Saved entries:
--*--

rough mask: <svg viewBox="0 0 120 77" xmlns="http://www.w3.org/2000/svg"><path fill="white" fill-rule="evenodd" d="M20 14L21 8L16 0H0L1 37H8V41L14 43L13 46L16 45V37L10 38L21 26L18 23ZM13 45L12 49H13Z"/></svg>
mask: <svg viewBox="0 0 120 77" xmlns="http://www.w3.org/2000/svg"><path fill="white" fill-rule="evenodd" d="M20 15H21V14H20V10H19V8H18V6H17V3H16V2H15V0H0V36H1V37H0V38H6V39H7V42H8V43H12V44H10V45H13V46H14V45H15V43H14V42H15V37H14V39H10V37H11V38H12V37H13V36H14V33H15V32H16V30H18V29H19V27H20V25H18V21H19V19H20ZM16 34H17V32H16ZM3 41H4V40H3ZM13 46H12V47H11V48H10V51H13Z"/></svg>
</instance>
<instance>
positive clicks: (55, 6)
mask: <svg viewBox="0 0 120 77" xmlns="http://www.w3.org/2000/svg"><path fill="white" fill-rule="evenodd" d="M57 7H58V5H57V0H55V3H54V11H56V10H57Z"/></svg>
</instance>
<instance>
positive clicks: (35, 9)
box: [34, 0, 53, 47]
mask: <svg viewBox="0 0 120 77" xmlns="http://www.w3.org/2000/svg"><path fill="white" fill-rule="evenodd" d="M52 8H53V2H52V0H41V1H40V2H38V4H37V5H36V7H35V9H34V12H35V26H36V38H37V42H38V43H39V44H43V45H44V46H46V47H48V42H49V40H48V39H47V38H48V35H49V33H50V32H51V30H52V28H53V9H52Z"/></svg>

--*--

Required action: All the entries above should come back exactly as they are written.

Task result:
rough mask: <svg viewBox="0 0 120 77" xmlns="http://www.w3.org/2000/svg"><path fill="white" fill-rule="evenodd" d="M20 14L21 8L16 0H0L1 37H8V41L14 43L13 46L16 45V37L10 38L21 26L18 23ZM13 45L12 49H13Z"/></svg>
mask: <svg viewBox="0 0 120 77" xmlns="http://www.w3.org/2000/svg"><path fill="white" fill-rule="evenodd" d="M20 15H21V14H20V10H19V8H18V6H17V3H16V2H15V0H0V36H1V37H0V38H6V39H7V42H8V43H12V44H10V45H13V46H14V45H15V43H14V42H15V37H14V39H10V37H11V38H12V37H13V36H14V33H15V32H16V30H18V29H19V27H20V25H18V21H19V19H20ZM16 34H17V32H16ZM3 41H4V40H3ZM13 46H12V47H11V48H10V51H13Z"/></svg>
</instance>
<instance>
positive clicks: (55, 6)
mask: <svg viewBox="0 0 120 77" xmlns="http://www.w3.org/2000/svg"><path fill="white" fill-rule="evenodd" d="M57 7H58V5H57V0H55V3H54V11H56V10H57Z"/></svg>
</instance>
<instance>
positive clicks: (35, 9)
box: [34, 0, 53, 47]
mask: <svg viewBox="0 0 120 77" xmlns="http://www.w3.org/2000/svg"><path fill="white" fill-rule="evenodd" d="M52 8H53V2H52V0H41V1H40V2H38V4H37V5H36V7H35V9H34V12H35V26H36V38H37V42H38V43H39V44H43V45H44V46H46V47H48V42H49V40H48V39H47V38H48V35H49V33H50V32H51V30H52V28H53V9H52Z"/></svg>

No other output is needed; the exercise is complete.